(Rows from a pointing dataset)
(begin)

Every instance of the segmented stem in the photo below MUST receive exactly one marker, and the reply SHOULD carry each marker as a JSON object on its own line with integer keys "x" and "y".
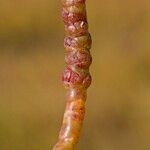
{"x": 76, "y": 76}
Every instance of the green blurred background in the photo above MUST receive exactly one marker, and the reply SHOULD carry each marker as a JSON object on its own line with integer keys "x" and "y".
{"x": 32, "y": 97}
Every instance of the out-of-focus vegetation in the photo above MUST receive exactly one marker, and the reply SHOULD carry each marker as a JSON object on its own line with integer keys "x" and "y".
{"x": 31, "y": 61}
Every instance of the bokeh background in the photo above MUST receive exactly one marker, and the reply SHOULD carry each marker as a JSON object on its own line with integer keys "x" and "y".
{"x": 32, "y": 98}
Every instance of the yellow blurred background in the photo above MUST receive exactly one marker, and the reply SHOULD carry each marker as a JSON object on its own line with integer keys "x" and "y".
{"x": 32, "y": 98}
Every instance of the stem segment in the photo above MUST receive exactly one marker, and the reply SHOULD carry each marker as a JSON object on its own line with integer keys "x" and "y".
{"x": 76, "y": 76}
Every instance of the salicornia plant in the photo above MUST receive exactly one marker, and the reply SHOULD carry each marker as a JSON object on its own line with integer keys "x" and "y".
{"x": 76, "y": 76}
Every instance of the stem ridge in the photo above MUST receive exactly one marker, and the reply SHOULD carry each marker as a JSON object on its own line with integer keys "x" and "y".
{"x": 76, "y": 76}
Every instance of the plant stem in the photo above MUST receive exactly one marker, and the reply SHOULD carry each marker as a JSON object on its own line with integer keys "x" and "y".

(end)

REQUIREMENTS —
Rewrite the data from the line that has "Every instance of the green" through the end of the data, keeping the requests. Multiply every coordinate in the answers by 2 and round each result to a whole number, with halves rounding up.

WRITTEN RESPONSE —
Every instance of the green blurred background in the photo above MUST receive exactly one marker, and the reply SHOULD carry each marker as a JSON object on its own line with integer keys "x" and "y".
{"x": 64, "y": 194}
Every instance of the out-of-focus vegetation in the photo above MUST receive exactly one marker, and the reply SHOULD carry each marker as a JSON object on its own line with integer keys "x" and "y".
{"x": 62, "y": 122}
Every instance of the bokeh background in the photo above MUST receive exactly one marker, and the reply SHOULD carry each marker as a JSON object on its own line with integer keys "x" and "y".
{"x": 64, "y": 196}
Every instance of the yellow blurred background in the photo above MUST receive exactly one marker, and the reply SHOULD carry each marker as a JSON object on its own line with integer keys "x" and "y".
{"x": 64, "y": 196}
Every instance of the stem segment in the photo above MUST receive exactly one marker, and the reply SHOULD carry each marker as a JSON object on its own line with integer keys "x" and "y".
{"x": 152, "y": 152}
Every instance of the salicornia plant in the photo above MUST receive exactly one marker, and the reply SHOULD carry each marker as a JSON object on its own line with integer keys "x" and "y".
{"x": 152, "y": 152}
Every instance of the stem ridge in the photo above MUST receive exactly one marker, and the reply SHOULD carry each marker as a JSON object on its own line with integer keys "x" and "y".
{"x": 152, "y": 152}
Every instance of the plant stem in the photo above MUST receive exactly one marker, and the reply SHOULD carry each marker as a JSON object on its own line with integer keys "x" and "y".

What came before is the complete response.